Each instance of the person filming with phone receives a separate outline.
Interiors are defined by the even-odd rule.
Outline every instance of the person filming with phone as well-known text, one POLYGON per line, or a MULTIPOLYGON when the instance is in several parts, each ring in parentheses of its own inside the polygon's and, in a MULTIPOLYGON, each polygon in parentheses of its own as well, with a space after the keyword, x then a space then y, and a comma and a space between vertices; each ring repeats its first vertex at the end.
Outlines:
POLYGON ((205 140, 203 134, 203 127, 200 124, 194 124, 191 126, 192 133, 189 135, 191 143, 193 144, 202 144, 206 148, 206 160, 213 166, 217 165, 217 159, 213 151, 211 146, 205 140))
...
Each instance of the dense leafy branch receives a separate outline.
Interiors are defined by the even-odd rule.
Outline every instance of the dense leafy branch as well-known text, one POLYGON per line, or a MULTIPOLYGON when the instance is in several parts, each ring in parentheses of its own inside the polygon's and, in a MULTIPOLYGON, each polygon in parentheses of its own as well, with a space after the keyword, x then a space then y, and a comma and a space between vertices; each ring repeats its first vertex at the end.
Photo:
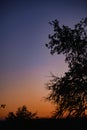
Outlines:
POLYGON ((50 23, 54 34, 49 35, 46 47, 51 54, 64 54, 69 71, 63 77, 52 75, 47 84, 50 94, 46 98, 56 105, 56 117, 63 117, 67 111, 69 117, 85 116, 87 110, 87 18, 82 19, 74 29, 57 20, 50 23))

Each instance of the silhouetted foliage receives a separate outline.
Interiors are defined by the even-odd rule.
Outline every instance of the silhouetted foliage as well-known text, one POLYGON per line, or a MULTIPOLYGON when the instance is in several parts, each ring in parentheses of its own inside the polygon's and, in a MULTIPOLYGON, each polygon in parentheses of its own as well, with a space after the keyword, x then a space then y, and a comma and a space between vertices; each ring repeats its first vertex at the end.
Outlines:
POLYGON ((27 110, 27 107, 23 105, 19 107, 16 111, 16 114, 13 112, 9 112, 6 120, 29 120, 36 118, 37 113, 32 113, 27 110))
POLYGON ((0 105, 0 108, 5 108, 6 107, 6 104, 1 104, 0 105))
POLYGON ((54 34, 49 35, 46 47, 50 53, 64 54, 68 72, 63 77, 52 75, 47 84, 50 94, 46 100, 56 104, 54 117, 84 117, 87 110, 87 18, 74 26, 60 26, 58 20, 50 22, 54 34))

- _What you need to do_
How many lines of the records above contain the string "separate", with case counting? Reply with the number alone.

- _Reply to the exercise_
3